§ **Source text**
Last month, President Clinton announced his plan for “reforming” Medicare, comprised mainly of transferring more tax dollars from the U.S. Treasury and expanding Medicare to include a prescription drug benefit. The administration, however, apparently understated its cost estimates to deflect criticism of the plan.
Medicare already costs $210 billion annually, and is projected to cost nearly $500 billion in ten years (without adding any new benefits).
The White House claimed the prescription drug plan would cost taxpayers an additional $118.8 billion over the next ten years. In reality, the Congressional Budget Office reports that this benefit would actually cost an extra $168.2 billion.
The administration understated the figure by 42 percent in an effort to make the plan seem affordable in the eyes of Congress and the American public.
Furthermore, Clinton hid the true costs of the plan by slowly phasing in the prescription benefit over a ten-year period and deferring the higher costs.
When this new entitlement (Medicare Part D) is fully operational in 2008, taxpayers will have to contribute over $32 billion per year to fund this part of the program.
But wait: there’s more…
The $168.2 billion only covers the federal government’s share. As part of the president’s plan, Medicare beneficiaries would have to pay hefty additional monthly premiums.
In a classic bait-and-switch, Clinton originally estimated these monthly premiums to be $24 in the first year, rising to $44 in 2008 – but the fine print really says that beneficiaries will have to fork over half of whatever the program ends up costing. The CBO calculates that premiums would be 10-20 percent higher than Clinton’s estimates.
What would seniors get in return for these hefty new premiums? Not a whole lot. The government would only pay for half of their medicine and only up to a pre-designated dollar limit ($1000 for the first two years).
In addition, state governments (read: state taxpayers) would have to pay the premiums for Medicare beneficiaries with income levels up to 150% of the poverty level. The CBO estimates this provision alone raises the plan’s price by another $12 billion over ten years.
Clinton’s proposal is little more than a political bait-and-switch designed to postpone higher taxes and premiums until after the next election. Adding billions of dollars in obligations to a program well on the way to bankruptcy isn’t a good deal for either taxpayers or retirees.

§ **Supplied data**
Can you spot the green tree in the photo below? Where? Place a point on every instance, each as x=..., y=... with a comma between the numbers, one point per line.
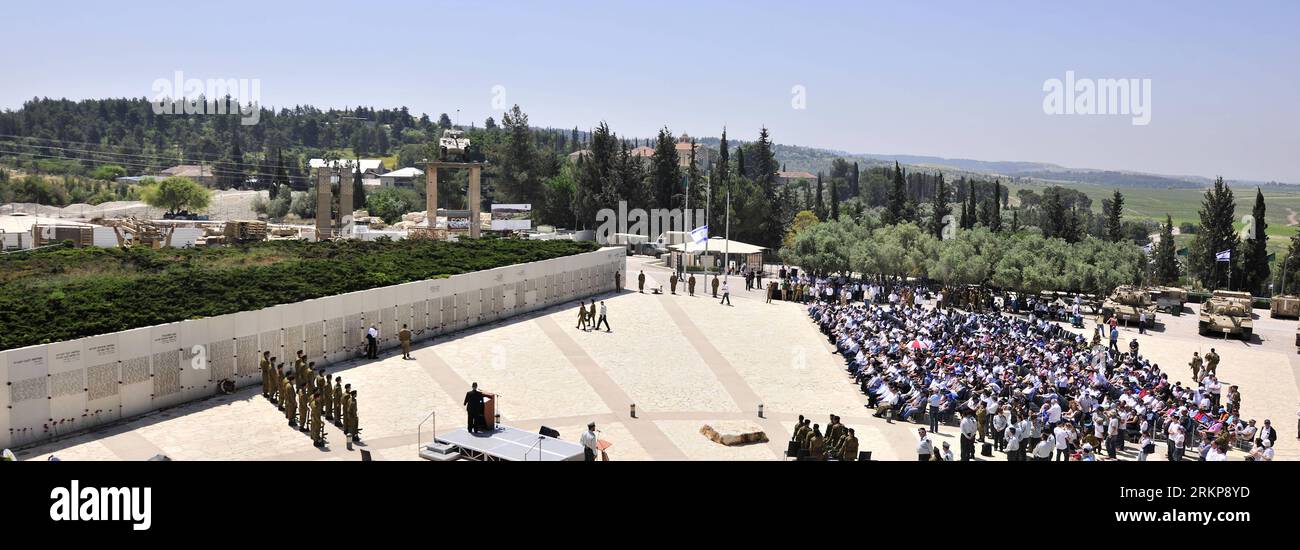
x=177, y=194
x=1166, y=255
x=1255, y=260
x=666, y=172
x=1216, y=235
x=1114, y=209
x=940, y=208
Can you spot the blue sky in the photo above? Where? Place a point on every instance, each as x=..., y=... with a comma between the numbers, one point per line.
x=944, y=78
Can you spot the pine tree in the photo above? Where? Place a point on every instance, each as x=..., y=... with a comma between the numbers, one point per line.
x=1166, y=255
x=897, y=211
x=939, y=208
x=818, y=204
x=666, y=172
x=835, y=199
x=973, y=208
x=1114, y=211
x=1216, y=235
x=1255, y=260
x=854, y=182
x=965, y=221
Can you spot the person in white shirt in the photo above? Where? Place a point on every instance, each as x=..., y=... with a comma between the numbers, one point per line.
x=590, y=445
x=924, y=447
x=1062, y=436
x=1043, y=451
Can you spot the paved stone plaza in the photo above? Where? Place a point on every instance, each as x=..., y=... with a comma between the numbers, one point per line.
x=684, y=362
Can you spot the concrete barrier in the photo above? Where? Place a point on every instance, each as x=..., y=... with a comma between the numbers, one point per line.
x=64, y=388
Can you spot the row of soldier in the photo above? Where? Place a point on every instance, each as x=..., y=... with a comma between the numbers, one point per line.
x=310, y=397
x=839, y=444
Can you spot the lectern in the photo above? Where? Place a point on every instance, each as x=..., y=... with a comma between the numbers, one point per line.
x=489, y=411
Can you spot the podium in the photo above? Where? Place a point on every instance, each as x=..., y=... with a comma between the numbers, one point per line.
x=489, y=411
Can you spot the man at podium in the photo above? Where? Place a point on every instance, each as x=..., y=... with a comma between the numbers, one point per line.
x=475, y=410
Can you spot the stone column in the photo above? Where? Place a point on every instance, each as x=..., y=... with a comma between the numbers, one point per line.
x=430, y=191
x=345, y=196
x=324, y=196
x=473, y=199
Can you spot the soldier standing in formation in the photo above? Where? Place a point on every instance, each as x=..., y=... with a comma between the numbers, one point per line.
x=351, y=432
x=581, y=316
x=286, y=399
x=1210, y=362
x=265, y=375
x=404, y=337
x=317, y=425
x=337, y=402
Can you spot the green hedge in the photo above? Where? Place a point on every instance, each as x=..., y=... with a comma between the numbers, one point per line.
x=64, y=294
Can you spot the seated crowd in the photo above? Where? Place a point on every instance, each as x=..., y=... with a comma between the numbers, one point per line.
x=1022, y=385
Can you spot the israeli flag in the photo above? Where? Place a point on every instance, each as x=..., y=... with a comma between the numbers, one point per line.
x=700, y=234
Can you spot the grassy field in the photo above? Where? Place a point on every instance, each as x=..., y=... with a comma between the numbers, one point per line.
x=1184, y=204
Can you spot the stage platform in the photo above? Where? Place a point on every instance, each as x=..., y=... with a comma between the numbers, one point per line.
x=507, y=444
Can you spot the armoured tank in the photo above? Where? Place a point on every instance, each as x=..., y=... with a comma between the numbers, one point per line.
x=1286, y=306
x=1226, y=314
x=1169, y=299
x=454, y=146
x=1127, y=302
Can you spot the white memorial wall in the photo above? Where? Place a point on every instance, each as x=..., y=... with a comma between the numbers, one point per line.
x=63, y=388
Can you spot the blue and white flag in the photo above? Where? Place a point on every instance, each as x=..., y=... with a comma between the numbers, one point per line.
x=700, y=234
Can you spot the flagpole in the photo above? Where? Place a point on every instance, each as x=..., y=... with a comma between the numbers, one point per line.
x=727, y=238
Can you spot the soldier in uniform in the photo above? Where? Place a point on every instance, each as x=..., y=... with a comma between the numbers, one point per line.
x=350, y=425
x=581, y=316
x=304, y=398
x=286, y=399
x=345, y=406
x=337, y=402
x=849, y=446
x=328, y=397
x=817, y=445
x=404, y=337
x=274, y=375
x=300, y=367
x=317, y=425
x=265, y=373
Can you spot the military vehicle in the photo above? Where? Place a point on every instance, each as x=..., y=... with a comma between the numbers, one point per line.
x=1127, y=303
x=1226, y=314
x=1169, y=299
x=1286, y=306
x=454, y=147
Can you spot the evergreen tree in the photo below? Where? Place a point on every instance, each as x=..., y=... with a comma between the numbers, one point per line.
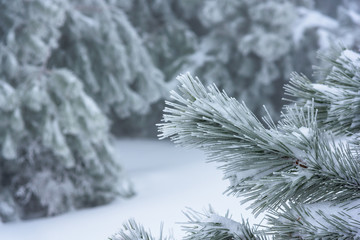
x=55, y=147
x=101, y=46
x=248, y=48
x=303, y=172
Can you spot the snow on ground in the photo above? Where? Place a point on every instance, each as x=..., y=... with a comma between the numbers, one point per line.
x=167, y=180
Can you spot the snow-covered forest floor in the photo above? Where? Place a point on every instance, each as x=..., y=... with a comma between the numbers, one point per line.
x=167, y=180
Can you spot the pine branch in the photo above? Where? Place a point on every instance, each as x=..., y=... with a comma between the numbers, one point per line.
x=315, y=222
x=210, y=225
x=133, y=231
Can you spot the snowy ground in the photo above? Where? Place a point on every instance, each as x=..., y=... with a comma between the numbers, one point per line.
x=167, y=180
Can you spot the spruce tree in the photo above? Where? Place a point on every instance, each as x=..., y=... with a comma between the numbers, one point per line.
x=54, y=139
x=248, y=48
x=302, y=172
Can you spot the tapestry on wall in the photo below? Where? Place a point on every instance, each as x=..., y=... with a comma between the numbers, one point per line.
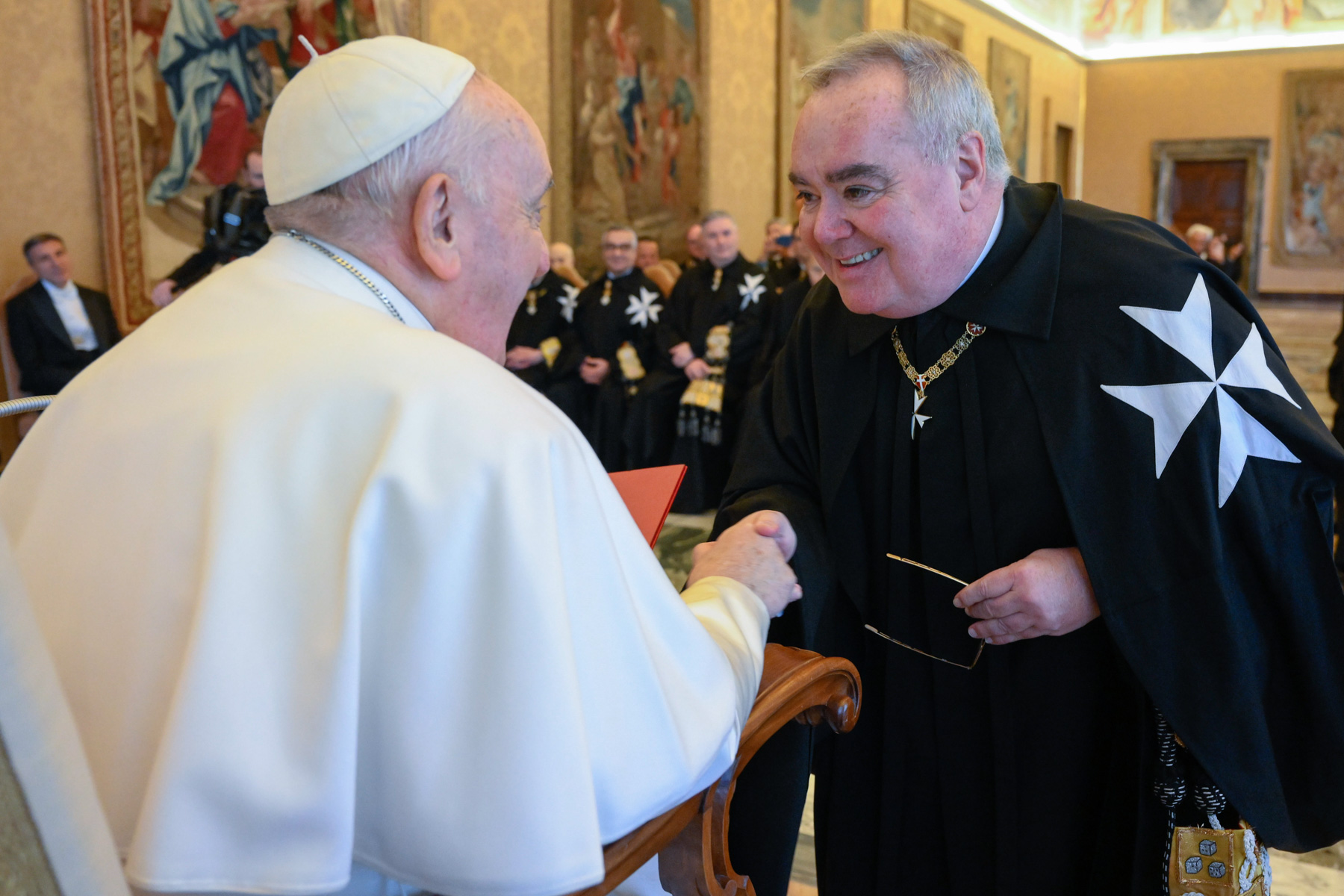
x=183, y=90
x=925, y=20
x=1310, y=193
x=1009, y=82
x=636, y=121
x=808, y=28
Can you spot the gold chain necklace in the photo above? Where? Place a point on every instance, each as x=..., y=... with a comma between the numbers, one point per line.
x=940, y=367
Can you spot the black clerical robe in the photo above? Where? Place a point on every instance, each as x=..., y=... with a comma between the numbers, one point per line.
x=705, y=297
x=780, y=314
x=1034, y=771
x=613, y=312
x=546, y=320
x=781, y=273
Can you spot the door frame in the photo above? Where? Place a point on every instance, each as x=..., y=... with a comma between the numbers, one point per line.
x=1254, y=152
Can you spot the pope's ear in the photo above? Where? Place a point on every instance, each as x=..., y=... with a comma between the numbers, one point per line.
x=437, y=222
x=972, y=169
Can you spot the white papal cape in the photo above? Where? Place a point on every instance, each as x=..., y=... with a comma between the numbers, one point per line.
x=323, y=588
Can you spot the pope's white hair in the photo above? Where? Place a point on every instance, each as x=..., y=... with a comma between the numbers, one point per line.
x=945, y=96
x=453, y=146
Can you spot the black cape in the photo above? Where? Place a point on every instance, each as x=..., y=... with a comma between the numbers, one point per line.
x=1222, y=617
x=603, y=323
x=695, y=308
x=547, y=312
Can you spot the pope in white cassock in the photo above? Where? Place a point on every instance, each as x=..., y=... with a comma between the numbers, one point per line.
x=337, y=602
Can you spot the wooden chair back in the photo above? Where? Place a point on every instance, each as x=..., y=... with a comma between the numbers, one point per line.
x=691, y=841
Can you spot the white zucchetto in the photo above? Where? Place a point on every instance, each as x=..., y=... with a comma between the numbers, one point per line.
x=349, y=108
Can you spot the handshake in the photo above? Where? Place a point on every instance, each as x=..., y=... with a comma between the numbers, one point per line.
x=756, y=553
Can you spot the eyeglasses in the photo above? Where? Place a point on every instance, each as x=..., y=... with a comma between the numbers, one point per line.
x=924, y=653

§ **What is needed**
In the Medicare piece, give the passage from "In a classic" up to and including "first two years)." again, with "hefty" replaced by "steep".

§ **Reply**
In a classic bait-and-switch, Clinton originally estimated these monthly premiums to be $24 in the first year, rising to $44 in 2008 – but the fine print really says that beneficiaries will have to fork over half of whatever the program ends up costing. The CBO calculates that premiums would be 10-20 percent higher than Clinton’s estimates.
What would seniors get in return for these steep new premiums? Not a whole lot. The government would only pay for half of their medicine and only up to a pre-designated dollar limit ($1000 for the first two years).